= TASK 1 =
Count the lines in the records below that contain the string "switch", matching case exactly, and give only that number.

7.9 Insurance . In addition to the insurance requirements set forth in Section 8, during the period of construction of any Tenant Improvements, Tenant and Tenant’s general contractor shall maintain worker’s compensation, builder’s all-risk and public liability insurance, and such other insurance as Landlord may reasonably require in amounts satisfactory to Landlord. All policies shall have such coverage limits, and be underwritten by such companies, as Landlord shall approve, and shall name Landlord as an additional insured thereunder. Before the commencement of construction of any Tenant Improvements, Tenant and Tenant’s general contractor must deliver certificates of all such insurance policies and such insurance policies must be approved by Landlord.

Entries for identifying locations
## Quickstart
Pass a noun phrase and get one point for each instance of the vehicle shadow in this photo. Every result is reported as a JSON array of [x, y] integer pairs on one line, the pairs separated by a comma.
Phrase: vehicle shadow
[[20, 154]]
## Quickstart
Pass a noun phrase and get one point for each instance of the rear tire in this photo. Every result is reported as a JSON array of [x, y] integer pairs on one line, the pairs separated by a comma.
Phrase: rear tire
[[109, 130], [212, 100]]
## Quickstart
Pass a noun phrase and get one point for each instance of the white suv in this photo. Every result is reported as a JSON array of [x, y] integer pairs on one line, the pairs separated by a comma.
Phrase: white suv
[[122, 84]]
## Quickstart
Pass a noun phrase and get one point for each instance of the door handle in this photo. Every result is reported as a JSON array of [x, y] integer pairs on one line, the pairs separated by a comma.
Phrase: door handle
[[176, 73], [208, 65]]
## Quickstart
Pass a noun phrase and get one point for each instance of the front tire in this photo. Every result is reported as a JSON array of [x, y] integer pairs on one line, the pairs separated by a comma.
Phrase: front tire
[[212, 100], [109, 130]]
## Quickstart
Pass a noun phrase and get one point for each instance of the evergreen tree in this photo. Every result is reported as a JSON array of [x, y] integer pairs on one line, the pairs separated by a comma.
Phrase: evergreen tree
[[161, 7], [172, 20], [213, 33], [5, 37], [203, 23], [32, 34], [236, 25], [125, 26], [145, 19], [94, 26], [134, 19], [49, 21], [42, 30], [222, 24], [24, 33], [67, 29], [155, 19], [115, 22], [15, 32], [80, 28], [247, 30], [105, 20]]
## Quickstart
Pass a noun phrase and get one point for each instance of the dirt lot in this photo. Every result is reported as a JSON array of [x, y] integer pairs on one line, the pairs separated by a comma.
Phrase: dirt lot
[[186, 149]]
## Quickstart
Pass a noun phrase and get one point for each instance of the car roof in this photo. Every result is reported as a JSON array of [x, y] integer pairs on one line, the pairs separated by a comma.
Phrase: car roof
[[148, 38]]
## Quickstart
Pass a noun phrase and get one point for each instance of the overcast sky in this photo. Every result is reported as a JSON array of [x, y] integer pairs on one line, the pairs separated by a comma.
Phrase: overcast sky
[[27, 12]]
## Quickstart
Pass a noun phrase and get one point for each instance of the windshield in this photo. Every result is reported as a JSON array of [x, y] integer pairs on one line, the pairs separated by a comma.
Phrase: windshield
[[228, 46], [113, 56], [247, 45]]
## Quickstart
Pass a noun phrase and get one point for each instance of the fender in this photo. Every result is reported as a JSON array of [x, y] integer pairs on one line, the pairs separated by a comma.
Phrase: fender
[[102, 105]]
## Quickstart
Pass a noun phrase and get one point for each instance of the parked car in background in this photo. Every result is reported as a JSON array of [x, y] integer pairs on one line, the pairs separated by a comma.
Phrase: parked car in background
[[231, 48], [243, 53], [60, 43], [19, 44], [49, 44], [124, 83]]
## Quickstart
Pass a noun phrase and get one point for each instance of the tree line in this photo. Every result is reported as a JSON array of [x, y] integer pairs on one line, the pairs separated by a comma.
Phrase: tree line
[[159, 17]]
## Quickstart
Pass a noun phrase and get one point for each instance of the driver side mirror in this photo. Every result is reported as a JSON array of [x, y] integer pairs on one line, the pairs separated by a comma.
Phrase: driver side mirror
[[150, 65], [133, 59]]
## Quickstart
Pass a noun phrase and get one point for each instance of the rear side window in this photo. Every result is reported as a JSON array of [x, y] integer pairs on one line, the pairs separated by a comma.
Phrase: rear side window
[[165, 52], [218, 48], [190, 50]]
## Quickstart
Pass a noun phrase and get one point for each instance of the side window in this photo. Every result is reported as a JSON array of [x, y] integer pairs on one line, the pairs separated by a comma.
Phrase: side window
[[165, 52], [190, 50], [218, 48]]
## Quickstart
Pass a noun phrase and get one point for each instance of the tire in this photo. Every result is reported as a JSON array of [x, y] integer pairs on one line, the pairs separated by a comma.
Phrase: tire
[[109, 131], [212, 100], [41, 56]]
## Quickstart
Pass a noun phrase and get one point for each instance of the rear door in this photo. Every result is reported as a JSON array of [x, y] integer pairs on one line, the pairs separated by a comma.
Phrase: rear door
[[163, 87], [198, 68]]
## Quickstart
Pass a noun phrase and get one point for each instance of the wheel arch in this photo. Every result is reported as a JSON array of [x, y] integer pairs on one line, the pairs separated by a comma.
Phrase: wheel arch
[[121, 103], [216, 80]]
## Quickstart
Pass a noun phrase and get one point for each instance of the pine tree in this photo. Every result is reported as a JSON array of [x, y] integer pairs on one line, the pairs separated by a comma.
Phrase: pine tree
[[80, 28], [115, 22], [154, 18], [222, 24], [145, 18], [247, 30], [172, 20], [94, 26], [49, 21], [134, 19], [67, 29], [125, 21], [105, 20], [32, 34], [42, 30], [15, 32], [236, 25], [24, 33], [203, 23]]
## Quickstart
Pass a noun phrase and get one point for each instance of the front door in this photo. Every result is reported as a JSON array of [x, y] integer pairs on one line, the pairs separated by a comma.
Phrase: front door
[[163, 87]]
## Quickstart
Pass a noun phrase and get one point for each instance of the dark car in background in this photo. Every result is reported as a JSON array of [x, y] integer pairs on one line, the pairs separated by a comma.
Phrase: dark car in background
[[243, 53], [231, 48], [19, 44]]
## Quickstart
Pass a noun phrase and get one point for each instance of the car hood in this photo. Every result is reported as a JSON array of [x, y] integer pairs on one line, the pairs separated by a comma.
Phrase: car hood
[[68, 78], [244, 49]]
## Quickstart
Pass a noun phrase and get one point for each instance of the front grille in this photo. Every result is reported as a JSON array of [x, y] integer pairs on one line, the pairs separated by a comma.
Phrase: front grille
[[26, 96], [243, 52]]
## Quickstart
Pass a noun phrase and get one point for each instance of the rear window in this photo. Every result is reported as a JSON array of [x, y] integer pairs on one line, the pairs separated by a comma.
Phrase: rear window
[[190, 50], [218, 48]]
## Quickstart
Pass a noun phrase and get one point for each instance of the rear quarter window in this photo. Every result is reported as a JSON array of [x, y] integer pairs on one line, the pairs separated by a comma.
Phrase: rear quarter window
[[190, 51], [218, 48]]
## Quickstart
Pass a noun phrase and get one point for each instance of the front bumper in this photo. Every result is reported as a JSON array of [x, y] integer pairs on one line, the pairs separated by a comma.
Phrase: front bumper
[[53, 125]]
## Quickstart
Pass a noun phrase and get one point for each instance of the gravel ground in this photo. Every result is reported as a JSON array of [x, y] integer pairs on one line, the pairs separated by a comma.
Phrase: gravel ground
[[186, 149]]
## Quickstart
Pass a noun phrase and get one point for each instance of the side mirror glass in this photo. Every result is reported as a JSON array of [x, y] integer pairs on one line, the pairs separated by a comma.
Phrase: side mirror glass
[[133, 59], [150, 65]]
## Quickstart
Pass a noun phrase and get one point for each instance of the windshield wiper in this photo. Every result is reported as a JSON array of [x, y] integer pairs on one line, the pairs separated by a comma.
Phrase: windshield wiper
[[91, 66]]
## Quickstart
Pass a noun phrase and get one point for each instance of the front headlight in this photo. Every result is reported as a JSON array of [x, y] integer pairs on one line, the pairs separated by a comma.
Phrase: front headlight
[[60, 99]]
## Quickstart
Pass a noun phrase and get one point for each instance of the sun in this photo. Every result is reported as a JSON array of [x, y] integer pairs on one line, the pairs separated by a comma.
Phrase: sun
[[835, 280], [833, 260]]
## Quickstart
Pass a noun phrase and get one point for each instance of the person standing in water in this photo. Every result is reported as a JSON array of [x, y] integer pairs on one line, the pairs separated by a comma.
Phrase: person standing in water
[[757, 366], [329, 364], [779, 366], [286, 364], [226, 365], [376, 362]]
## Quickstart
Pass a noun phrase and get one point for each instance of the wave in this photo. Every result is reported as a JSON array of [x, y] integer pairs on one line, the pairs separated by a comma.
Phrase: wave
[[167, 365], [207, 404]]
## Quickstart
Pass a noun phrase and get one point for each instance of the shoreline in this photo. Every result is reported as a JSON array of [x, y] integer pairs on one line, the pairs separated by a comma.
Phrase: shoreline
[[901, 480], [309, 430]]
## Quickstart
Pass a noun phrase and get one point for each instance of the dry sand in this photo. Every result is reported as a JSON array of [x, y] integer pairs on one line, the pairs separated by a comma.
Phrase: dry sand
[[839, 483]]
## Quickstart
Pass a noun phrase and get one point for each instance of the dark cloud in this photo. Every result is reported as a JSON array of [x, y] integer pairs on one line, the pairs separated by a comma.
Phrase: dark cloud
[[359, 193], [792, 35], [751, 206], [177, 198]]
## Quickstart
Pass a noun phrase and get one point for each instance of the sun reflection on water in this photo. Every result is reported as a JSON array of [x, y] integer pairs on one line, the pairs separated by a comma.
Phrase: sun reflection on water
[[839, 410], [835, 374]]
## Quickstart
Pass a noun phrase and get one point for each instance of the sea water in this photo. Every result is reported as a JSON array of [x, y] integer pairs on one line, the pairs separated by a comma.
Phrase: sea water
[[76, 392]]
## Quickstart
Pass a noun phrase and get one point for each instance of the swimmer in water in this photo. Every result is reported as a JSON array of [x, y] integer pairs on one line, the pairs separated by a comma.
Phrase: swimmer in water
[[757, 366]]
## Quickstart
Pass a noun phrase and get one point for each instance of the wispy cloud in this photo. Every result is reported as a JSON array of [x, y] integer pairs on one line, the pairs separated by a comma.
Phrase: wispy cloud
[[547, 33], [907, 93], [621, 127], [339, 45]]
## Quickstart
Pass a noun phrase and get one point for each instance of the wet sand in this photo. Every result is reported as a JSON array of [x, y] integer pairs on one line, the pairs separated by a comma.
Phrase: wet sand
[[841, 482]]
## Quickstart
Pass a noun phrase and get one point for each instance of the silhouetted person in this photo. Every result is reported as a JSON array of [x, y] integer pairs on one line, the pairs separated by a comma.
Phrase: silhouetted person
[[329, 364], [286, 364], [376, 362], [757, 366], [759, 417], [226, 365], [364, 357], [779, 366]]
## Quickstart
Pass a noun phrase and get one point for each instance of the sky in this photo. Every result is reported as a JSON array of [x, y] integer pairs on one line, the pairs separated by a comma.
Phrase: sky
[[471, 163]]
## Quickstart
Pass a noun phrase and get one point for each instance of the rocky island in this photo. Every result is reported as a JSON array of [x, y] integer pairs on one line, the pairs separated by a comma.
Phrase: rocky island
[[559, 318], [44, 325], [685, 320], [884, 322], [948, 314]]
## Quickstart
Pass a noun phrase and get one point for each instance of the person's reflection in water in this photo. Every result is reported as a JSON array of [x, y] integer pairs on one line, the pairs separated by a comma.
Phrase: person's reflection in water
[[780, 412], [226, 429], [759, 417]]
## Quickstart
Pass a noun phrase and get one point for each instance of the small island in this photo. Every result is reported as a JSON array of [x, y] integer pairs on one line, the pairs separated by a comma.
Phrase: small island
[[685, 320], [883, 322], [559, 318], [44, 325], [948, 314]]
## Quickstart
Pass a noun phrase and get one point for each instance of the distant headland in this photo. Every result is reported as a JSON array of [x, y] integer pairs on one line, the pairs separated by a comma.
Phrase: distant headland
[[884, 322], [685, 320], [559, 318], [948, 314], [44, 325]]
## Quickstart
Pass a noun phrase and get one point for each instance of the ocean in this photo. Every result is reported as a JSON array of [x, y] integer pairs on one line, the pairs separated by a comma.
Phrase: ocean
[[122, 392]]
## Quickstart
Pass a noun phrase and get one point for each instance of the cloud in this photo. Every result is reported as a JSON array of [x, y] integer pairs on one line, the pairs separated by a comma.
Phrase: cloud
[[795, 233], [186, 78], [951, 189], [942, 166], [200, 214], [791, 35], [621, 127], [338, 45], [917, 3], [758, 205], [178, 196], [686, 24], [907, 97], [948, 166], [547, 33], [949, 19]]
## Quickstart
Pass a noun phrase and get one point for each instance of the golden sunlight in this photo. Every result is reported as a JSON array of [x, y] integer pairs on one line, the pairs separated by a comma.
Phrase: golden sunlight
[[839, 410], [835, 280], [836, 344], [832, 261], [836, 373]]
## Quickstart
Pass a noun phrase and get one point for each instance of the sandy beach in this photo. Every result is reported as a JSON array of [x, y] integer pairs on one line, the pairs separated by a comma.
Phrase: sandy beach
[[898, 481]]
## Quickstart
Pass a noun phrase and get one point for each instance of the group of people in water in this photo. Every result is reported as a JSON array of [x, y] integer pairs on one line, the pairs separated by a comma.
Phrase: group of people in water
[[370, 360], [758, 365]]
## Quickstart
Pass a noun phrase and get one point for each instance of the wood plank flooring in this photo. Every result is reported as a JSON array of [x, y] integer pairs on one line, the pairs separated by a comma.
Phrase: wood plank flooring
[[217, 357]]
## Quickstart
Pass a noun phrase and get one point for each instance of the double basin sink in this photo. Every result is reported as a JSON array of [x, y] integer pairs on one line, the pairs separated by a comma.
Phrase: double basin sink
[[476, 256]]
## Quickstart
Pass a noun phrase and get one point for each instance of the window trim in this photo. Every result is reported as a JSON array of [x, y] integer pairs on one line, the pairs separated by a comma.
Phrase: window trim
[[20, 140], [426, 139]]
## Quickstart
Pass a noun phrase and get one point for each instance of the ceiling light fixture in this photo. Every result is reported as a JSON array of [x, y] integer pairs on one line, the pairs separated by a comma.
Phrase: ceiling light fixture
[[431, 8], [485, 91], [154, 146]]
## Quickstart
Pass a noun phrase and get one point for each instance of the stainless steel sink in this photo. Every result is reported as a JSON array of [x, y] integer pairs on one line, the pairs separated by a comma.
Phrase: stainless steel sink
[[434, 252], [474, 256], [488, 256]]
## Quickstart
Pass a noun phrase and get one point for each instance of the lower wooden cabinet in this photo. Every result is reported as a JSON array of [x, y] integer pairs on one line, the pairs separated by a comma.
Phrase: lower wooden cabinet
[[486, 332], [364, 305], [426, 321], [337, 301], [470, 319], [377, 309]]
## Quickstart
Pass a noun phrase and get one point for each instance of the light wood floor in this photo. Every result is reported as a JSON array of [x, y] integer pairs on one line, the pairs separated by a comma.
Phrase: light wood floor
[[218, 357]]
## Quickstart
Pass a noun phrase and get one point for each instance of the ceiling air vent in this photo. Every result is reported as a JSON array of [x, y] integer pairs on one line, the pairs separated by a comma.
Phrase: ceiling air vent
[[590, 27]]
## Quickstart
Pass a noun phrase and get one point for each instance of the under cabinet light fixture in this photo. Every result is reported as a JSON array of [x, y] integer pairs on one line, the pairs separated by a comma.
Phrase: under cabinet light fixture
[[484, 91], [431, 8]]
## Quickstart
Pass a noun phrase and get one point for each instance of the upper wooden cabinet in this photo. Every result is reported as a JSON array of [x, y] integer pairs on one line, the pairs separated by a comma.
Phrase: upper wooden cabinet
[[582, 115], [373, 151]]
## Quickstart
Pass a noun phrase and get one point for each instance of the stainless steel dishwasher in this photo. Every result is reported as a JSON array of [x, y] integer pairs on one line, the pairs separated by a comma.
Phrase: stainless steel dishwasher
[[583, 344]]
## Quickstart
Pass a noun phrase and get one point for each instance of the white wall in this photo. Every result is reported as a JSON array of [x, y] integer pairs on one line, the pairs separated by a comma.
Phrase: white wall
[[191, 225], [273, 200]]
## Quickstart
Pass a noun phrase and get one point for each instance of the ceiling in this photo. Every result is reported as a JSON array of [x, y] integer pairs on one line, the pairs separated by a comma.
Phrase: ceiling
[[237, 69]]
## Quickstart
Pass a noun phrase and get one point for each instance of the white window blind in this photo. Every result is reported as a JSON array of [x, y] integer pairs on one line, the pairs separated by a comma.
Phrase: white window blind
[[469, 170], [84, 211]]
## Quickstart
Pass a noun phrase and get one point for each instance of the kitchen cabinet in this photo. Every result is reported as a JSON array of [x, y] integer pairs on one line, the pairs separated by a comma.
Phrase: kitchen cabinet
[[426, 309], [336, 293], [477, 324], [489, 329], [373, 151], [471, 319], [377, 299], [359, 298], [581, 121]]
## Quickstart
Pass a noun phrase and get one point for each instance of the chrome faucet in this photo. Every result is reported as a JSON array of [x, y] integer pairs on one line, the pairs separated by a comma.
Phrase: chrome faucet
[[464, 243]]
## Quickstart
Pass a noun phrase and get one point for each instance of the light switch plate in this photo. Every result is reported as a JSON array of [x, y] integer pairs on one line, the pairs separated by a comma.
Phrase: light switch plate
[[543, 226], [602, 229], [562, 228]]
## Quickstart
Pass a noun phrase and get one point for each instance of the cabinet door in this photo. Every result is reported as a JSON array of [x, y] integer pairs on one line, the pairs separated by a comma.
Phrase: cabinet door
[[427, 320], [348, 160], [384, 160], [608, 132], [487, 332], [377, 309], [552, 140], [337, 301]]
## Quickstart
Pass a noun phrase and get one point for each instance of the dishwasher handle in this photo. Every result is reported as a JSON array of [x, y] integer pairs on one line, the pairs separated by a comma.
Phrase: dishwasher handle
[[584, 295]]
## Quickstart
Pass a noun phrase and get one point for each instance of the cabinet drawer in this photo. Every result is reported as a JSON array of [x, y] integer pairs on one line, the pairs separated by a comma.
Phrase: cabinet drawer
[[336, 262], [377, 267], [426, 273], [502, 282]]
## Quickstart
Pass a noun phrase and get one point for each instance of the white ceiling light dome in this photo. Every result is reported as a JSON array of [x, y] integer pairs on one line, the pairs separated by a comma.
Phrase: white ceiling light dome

= TASK 2 =
Copy word for word the passage of the insurance clause above that starts at "7.9 Insurance ." and ends after "approved by Landlord.".

= RIGHT ANSWER 1 =
2

= RIGHT ANSWER 2 =
7.9 Insurance . In addition to the insurance requirements set forth in Section 8, during the period of construction of any Tenant Improvements, Tenant and Tenant’s general contractor shall maintain worker’s compensation, builder’s all-risk and public liability insurance, and such other insurance as Landlord may reasonably require in amounts satisfactory to Landlord. All policies shall have such coverage limits, and be underwritten by such companies, as Landlord shall approve, and shall name Landlord as an additional insured thereunder. Before the commencement of construction of any Tenant Improvements, Tenant and Tenant’s general contractor must deliver certificates of all such insurance policies and such insurance policies must be approved by Landlord.